Request a >> Report how many lines in the rows below contain the string "blade", treating case as significant, and give only that number.

Source >>
--- Start ---

Prior to its western release, pre-orders for the Special Edition holding all three versions were high, resulting in it selling out by December 2015. After this, a glitch in GameStop's ordering system meant that copies of the Special Edition were reserved after stocks were empty, and they gave orders the option of cancelling or transferring their order to a different Special Edition offer. On release in North America, the game became the fastest-selling game in the series' history, selling over 300,000 units during its opening weekend: this was estimated as being five times the debut sales of Awakening during a similar period. Birthright was the better-selling of the two versions, with Conquest said to be "close behind". According to the February NPD Group report, Fates sold nearly 400,000 copies across physical and digital versions, with both versions reaching places in the top ten gaming chart. In addition, combined sales of all versions including the Special Edition placed the game third overall in software sales, tripling the equivalent first-month sales of Awakening. When the physical versions released in the UK, Birthright was the better-selling edition, coming in at No. 5 in the all-format charts behind multi-platform releases Doom, Homefront: The Revolution and Uncharted 4: A Thief's End. Conquest came in at No. 11 in the all-format charts. In platform-specific charts, Birthright and Conquest reached No. 6 and No. 8 respectively. In Nintendo's financial briefing at the end of the 2015–2016 fiscal year, the game was said to have sold 1.84 million copies, with 780,000 copies sold in Japan and 1.06 million copies elsewhere. The title's DLC sales were also strong, coming in fifth in the top-five best-selling DLC content for Nintendo products in Fiscal 2015–2016. Nintendo announced different sales in 2017, the game had sold-through 1.6 million copies worldwide, with 500,000 copies sold in Japan and 1.1 million copies elsewhere by the end of March 2017, lower than previously announced. Fire Emblem Fates has sold 3 million times as of December 2019.

--- End ---

Recorded information >>
--- Start ---

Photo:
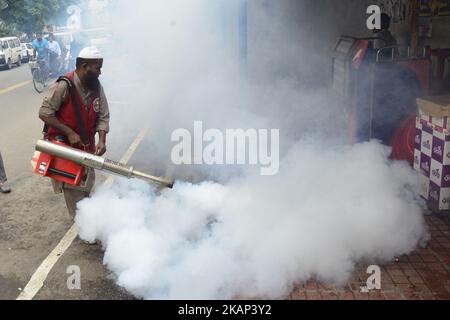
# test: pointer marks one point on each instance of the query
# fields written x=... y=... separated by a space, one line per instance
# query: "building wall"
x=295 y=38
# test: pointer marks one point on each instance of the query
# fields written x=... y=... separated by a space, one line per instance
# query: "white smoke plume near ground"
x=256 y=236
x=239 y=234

--- End ---
--- Start ---

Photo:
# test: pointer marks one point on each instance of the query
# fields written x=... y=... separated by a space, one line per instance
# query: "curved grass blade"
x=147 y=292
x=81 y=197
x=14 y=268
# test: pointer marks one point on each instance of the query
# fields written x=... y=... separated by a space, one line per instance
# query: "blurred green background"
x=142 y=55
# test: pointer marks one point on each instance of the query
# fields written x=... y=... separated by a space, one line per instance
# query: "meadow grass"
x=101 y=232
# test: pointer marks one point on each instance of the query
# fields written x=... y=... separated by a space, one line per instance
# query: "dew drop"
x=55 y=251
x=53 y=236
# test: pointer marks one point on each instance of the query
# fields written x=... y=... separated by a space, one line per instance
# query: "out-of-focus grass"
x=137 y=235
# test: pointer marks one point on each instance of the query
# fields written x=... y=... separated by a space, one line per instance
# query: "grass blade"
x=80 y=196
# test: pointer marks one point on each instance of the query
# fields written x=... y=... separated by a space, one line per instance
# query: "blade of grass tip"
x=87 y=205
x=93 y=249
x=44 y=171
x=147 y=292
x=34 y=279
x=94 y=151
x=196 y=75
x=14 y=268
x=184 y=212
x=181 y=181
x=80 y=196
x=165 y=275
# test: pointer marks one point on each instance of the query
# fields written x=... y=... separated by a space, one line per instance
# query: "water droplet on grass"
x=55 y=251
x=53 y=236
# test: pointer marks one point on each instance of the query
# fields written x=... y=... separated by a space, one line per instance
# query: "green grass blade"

--- End ---

Request b >> According to the sales passage, how many units did the game sell in North America during its opening weekend?

Reply a >> 4

Reply b >> Over 300,000 units.